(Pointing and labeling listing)
- - -

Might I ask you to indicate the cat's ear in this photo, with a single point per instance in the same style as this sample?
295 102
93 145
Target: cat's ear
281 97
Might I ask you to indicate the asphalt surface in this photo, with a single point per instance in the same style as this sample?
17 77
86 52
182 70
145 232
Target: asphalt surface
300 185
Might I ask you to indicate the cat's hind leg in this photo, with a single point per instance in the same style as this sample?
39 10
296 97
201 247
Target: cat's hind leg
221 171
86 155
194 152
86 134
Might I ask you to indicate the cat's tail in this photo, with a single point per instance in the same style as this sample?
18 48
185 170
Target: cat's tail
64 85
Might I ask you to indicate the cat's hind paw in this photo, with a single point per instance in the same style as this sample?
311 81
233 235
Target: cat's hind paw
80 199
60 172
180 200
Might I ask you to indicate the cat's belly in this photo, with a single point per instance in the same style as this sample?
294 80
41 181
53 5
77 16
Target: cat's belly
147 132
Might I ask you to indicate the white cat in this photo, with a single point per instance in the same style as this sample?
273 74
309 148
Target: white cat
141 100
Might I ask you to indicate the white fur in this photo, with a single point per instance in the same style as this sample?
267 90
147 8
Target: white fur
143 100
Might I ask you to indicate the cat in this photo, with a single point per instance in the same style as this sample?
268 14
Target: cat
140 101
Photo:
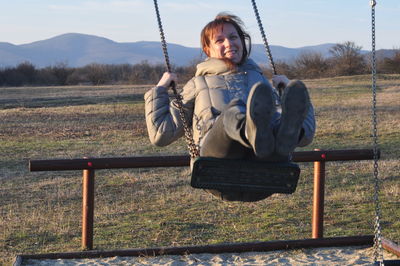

- - -

Please copy the listing above word for word, leaving out the pictures.

Might I ask you to indicate the cat's ear in this photo, with a single point per instance in the same style as this sample?
295 102
93 145
Target: cat's ear
281 97
Might I ask you to indicate the asphalt surface in this photo, with a single point per instance in the same style as this sample?
17 77
86 52
182 70
145 232
Target: asphalt surface
300 185
Might I ask you to indicate the cat's hind leg in this photo, with a single point per instance in the same style as this sample?
39 10
296 97
201 247
Target: cat's hind leg
221 171
86 155
194 152
86 134
Might I ask you to indicate the cat's tail in this photo, with a single point per instance in the same style as this sample?
18 48
185 170
Target: cat's tail
64 85
Might I ask you to indicate the cat's hind paw in this photo, with a single point per instance in the same style as this sample?
311 81
233 235
Target: cat's hind paw
80 199
60 172
180 200
Might I ask you to indicate the cat's belly in this photo, with a single point per instance in the same style as this sample?
294 80
41 181
53 5
77 16
Target: cat's belly
147 132
Might I ask you to indicate the white cat in this photo, with a single point per instance in the same style as this sample?
273 74
309 148
Target: white cat
141 100
Might I ask you to indicate the white fur in this photo, with a single point per instance in the same style as this sample?
267 90
147 8
Target: white fur
143 100
Might I ask you to indicate the cat in this photo, with a single point per instance in the same style as this sample?
268 14
Target: cat
140 101
Photo:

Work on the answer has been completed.